DIRECTIVE> Copy the rows below, from the line containing "Would you please pick out the fallen branch" through the end of the rows, switching "fallen branch" to "broken branch" and keeping everything else unchanged.

(Collection entries)
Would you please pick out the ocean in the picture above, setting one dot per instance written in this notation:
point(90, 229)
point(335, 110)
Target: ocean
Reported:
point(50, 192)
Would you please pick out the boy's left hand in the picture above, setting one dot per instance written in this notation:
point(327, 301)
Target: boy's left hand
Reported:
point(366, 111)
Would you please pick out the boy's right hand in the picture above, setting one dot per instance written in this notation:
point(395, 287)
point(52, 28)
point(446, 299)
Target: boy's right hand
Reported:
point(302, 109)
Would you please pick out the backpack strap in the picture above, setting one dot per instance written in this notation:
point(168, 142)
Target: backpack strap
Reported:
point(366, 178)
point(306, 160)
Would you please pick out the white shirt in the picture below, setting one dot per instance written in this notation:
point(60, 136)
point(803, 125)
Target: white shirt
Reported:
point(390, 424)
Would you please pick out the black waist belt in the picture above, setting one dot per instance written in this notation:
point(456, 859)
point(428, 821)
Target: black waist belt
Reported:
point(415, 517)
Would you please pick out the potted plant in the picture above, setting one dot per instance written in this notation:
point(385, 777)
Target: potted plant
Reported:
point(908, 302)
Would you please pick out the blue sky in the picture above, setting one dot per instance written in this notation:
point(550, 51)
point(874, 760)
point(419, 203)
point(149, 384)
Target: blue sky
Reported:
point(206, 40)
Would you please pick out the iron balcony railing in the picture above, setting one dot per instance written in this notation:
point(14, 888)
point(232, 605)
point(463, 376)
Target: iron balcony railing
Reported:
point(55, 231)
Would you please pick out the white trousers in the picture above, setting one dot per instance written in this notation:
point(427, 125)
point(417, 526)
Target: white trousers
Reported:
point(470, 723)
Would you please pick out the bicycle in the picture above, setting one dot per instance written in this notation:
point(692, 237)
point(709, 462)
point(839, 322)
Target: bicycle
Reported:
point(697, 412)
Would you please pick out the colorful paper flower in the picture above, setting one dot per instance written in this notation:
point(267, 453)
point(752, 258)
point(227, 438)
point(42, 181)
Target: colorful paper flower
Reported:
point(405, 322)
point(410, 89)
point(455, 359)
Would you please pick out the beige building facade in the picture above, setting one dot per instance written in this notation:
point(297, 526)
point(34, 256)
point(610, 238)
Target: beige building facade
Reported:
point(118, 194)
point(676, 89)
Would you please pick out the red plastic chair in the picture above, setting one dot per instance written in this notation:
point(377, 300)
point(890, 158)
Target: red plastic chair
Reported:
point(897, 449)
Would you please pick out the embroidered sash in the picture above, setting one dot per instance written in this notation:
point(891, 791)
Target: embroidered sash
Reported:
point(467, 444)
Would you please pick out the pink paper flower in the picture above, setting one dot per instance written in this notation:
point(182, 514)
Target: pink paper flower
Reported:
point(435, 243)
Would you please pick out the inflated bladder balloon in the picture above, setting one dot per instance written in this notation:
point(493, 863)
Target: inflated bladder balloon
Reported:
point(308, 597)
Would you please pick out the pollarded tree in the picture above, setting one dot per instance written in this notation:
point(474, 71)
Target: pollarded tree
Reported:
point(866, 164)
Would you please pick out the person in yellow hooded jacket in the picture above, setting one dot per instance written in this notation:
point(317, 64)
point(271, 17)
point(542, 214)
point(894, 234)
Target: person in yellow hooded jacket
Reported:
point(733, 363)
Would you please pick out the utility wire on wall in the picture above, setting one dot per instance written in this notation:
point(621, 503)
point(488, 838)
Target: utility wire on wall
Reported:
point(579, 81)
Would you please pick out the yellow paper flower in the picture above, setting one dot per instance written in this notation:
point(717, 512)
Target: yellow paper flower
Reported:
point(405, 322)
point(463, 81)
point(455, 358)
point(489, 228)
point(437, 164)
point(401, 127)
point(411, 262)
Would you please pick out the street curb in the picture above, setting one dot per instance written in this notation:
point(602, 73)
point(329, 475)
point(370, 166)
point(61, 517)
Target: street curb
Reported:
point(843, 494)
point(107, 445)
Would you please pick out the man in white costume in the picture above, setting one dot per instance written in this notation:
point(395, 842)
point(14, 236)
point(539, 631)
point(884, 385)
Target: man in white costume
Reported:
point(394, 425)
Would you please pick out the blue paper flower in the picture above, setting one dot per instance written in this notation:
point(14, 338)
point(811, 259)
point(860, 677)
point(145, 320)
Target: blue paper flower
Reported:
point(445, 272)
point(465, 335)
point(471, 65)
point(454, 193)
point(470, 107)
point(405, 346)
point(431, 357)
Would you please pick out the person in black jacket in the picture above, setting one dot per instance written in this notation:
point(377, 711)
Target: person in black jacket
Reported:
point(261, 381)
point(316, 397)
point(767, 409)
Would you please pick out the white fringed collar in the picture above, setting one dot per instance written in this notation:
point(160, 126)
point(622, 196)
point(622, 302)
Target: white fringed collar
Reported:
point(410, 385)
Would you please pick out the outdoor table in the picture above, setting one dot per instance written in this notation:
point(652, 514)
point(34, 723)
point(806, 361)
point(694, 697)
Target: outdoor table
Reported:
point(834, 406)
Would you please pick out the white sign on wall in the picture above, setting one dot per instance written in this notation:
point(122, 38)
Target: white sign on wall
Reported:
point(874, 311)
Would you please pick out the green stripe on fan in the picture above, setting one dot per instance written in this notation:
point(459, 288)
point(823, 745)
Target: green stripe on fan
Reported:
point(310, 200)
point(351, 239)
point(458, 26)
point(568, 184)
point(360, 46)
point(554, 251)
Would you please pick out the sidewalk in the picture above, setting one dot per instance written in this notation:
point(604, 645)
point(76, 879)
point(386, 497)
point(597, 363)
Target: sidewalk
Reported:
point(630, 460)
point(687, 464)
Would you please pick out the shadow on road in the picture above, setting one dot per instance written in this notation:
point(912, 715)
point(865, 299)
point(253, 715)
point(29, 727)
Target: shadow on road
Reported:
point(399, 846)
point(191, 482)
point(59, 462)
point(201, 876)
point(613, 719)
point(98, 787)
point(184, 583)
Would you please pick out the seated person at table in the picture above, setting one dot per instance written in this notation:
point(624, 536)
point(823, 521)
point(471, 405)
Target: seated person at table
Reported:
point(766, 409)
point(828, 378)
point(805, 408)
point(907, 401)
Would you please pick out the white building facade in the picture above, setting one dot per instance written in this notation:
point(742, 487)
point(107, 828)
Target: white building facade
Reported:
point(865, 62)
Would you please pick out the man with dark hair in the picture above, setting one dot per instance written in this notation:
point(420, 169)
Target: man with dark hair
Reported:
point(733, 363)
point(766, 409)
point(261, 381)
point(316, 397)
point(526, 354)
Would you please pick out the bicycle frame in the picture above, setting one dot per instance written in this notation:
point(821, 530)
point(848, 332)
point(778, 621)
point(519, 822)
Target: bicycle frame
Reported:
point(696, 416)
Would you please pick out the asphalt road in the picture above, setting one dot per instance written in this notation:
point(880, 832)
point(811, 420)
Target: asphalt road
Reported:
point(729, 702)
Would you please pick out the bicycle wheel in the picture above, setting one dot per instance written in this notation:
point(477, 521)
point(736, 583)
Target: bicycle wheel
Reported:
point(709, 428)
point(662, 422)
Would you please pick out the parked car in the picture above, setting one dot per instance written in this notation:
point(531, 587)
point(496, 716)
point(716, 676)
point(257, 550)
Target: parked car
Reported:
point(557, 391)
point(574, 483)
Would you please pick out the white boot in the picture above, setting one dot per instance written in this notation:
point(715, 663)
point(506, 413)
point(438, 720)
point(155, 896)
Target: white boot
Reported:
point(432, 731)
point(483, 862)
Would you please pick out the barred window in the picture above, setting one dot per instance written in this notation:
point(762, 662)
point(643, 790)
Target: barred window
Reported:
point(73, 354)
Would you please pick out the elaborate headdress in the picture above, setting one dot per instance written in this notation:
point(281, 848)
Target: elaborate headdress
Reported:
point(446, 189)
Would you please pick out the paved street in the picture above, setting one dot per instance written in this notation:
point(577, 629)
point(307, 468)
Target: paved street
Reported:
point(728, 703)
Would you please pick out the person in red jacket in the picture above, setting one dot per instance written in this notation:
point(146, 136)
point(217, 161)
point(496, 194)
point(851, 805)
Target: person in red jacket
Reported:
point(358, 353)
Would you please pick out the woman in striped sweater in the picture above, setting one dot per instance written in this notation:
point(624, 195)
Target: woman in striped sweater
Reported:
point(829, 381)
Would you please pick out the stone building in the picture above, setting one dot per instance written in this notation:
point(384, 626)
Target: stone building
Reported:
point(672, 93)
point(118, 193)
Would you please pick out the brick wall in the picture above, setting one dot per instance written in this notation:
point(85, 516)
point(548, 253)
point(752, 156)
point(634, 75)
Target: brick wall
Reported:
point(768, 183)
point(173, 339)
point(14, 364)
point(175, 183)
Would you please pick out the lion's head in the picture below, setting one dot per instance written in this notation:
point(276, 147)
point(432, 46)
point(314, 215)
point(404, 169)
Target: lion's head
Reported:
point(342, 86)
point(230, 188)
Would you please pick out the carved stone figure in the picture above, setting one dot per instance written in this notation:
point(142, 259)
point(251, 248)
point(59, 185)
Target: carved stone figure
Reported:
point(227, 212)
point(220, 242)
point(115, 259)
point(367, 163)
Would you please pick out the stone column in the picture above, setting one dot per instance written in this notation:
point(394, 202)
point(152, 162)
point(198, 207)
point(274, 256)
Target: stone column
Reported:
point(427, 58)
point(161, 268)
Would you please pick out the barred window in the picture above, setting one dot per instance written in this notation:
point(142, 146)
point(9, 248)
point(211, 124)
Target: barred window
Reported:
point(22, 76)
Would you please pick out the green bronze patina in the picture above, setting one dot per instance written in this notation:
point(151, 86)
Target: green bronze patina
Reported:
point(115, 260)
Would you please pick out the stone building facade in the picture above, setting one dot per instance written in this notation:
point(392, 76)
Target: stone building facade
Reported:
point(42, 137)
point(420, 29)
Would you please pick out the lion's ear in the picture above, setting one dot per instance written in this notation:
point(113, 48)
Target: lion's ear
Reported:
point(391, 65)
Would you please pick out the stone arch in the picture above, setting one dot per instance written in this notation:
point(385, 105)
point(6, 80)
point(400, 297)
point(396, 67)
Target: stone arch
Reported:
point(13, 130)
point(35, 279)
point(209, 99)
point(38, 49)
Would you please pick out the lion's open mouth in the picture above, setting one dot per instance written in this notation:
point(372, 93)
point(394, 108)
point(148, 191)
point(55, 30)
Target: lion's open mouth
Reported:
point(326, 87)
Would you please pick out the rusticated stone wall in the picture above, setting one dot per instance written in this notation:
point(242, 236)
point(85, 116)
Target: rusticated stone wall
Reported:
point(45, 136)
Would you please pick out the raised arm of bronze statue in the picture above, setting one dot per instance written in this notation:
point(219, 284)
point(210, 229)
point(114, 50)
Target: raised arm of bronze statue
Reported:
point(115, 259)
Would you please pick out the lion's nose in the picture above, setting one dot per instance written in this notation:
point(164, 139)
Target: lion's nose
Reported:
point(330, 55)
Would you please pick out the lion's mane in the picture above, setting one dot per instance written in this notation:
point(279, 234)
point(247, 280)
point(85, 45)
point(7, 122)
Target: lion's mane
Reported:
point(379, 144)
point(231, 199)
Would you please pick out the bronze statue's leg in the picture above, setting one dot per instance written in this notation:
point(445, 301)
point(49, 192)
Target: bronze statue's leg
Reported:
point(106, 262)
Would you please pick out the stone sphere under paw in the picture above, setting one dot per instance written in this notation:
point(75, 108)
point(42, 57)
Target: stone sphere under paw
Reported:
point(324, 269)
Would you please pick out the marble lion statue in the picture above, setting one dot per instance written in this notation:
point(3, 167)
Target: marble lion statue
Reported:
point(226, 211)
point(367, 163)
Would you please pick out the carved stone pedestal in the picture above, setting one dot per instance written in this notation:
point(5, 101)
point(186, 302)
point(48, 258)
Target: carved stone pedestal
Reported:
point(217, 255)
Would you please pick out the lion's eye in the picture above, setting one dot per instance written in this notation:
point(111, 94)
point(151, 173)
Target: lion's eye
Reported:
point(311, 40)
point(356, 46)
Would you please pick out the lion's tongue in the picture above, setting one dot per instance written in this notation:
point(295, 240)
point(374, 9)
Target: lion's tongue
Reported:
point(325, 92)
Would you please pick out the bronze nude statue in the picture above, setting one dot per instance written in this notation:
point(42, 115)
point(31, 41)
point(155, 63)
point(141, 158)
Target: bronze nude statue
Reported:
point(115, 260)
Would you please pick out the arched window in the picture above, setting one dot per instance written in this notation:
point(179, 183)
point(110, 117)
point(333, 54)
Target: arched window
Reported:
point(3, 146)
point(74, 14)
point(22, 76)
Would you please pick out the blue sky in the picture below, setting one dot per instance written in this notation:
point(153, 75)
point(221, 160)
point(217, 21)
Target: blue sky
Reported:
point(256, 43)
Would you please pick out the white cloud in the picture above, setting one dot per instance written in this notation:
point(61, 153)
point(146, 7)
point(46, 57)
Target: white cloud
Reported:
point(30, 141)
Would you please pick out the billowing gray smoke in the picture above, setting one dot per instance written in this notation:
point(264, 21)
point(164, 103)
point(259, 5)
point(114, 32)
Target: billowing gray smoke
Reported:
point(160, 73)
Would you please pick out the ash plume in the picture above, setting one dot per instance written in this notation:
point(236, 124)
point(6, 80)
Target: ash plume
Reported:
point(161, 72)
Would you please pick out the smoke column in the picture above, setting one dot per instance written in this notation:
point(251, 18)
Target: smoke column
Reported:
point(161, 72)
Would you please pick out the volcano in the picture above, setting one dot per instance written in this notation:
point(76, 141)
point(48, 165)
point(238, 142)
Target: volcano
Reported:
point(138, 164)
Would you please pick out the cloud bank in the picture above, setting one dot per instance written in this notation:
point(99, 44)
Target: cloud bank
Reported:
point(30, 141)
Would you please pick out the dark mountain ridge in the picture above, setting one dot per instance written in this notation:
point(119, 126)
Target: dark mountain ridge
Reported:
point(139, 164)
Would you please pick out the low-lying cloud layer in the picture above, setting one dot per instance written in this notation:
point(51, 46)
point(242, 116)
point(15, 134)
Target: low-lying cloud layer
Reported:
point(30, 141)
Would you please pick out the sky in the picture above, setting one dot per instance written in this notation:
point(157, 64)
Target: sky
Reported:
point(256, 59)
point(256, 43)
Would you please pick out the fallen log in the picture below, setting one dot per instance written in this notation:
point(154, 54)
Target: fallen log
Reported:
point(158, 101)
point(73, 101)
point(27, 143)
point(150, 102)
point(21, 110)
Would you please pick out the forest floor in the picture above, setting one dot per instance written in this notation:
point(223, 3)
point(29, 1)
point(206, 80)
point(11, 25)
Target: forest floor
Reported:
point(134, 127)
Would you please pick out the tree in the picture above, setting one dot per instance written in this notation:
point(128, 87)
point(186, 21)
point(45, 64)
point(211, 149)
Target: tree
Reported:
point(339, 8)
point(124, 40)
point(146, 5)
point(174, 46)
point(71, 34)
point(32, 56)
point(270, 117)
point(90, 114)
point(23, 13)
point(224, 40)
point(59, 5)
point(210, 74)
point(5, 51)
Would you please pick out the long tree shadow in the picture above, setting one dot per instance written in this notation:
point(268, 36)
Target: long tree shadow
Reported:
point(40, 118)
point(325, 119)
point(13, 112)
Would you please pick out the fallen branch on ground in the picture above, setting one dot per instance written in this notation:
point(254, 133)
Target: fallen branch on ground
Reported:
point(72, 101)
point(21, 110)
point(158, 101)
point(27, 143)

RESULT OF THE TASK>
Would you please pick out the broken branch on ground in the picture above, setting one dot per instance written in this notation:
point(254, 133)
Target: broken branch on ground
Reported:
point(72, 101)
point(21, 110)
point(158, 101)
point(27, 143)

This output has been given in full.